» **Exercise requirements**
- A) Report each line of the records below that contains the string "berry", copying every such line in full.
- B) Pick up the model-training notebook below at the point where it stops, and write what comes next.

» **Text shown**
————

# Train the Model

## Import Libraries

In [1]:
import torch
import torch.nn as nn
import torch.utils.data as data
import torch.optim as optim
import torchvision.transforms as transforms
from torch.utils.tensorboard import SummaryWriter
from models import Encoder, Decoder

from pathlib import Path
from DatasetInterface import MSCOCOInterface
from data_prep_utils import *
from utils import train, save_model, load_model, plot_loss
import json
import numpy as np
import time

###### download the data we need
# !cd ~/INM706-image-captioning/Datasets/coco/images/
# !wget http://images.cocodataset.org/zips/train2017.zip
# !wget http://images.cocodataset.org/zips/val2017.zip
# !unzip train2017.zip
# !unzip val2017.zip
# !rm train2017.zip
# !rm val2017.zip

##### run code below if nltk hasn't been set up in clound instance yet
# !python -m nltk.downloader -d /usr/local/share/nltk_data all

###### run code below to save pre-trained weights if needed
# cd ~/INM706-image-captioning/model
# !wget https://download.pytorch.org/models/resnet152-394f9c45.pth
# !mv resnet152-394f9c45.pth resnet152_model.pth

## Load Dataset Interface and DataLoader

In [2]:
#########
# paths for Khalil
#########
# root = Path('Data')

————

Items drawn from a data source

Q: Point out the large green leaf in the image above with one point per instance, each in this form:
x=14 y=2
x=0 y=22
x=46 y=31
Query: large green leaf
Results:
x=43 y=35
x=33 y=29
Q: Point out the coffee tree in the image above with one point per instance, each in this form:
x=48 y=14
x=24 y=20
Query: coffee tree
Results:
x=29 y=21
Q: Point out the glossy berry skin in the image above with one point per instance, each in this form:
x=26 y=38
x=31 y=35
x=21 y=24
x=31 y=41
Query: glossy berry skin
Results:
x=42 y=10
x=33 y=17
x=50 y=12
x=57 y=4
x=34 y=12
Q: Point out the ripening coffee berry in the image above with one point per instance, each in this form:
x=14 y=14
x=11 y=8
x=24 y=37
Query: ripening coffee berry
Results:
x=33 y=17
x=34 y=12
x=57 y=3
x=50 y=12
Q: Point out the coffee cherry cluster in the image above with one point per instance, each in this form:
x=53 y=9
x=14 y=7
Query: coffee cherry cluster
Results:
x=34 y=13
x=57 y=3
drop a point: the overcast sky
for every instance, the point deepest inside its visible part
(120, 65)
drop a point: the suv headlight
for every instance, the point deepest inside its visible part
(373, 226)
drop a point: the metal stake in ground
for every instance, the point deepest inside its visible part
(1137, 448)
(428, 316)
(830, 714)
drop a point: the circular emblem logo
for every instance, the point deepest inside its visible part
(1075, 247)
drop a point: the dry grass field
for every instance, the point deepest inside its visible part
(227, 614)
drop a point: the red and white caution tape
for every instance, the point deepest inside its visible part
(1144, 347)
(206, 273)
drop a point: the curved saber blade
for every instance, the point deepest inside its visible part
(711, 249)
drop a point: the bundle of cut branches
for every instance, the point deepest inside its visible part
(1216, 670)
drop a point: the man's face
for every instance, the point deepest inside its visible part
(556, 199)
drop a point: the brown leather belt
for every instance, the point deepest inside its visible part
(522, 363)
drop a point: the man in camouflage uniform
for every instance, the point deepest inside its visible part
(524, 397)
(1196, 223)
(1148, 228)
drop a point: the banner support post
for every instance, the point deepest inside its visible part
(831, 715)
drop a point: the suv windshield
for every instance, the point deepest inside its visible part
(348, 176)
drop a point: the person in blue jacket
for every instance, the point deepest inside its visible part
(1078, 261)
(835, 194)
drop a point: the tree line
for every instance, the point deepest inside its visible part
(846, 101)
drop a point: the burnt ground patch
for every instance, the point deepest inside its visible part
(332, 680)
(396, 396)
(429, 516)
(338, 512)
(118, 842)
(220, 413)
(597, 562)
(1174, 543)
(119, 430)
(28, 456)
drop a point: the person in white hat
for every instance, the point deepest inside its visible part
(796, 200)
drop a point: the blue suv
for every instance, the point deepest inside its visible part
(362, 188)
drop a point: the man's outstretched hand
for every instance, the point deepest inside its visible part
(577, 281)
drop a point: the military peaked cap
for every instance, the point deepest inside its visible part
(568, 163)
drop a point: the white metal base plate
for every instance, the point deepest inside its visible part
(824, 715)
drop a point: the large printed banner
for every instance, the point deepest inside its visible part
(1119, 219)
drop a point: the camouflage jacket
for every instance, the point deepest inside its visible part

————

» **The responses**
- A)
Q: Point out the glossy berry skin in the image above with one point per instance, each in this form:
Query: glossy berry skin
Q: Point out the ripening coffee berry in the image above with one point per instance, each in this form:
Query: ripening coffee berry

- B)
#captions_path = root/'annotations'/'captions_train2017.json'

# train_captions_path = root/'annotations_trainval2017'/'annotations'/'sports_captions_train.json'
# val_captions_path = root/'annotations_trainval2017'/'annotations'/'sports_captions_val.json'
# test_captions_path = root/'annotations_trainval2017'/'annotations'/'sports_captions_test.json'

#########
# paths for Alex
#########

root = Path('Datasets/coco')
imgs_path = root/'images'/'train2017'
imgs_path_test = root/'images'/'val2017'

prepare_datasets(train_percent = 0.87, super_categories=['sports'],
                    max_train=15000, max_val=3000, max_test=3000)

train_captions_path = root/'annotations'/'sports_captions_train.json'
val_captions_path = root/'annotations'/'sports_captions_val.json'
test_captions_path = root/'annotations'/'sports_captions_test.json'

#### build vocab using full original coco train
build_vocab(freq_threshold=2, sequence_length=40, captions_file=['sports_captions_train.json',
                                                                 'sports_captions_val.json')

# load vocab
with open('vocabulary/idx_to_string.json') as json_file:
    idx_to_string_json = json.load(json_file)
        
idx_to_string = dict()
for key in idx_to_string_json:
    idx_to_string[int(key)] = idx_to_string_json[key]
    
with open('vocabulary/string_to_index.json') as json_file:
    string_to_index = json.load(json_file)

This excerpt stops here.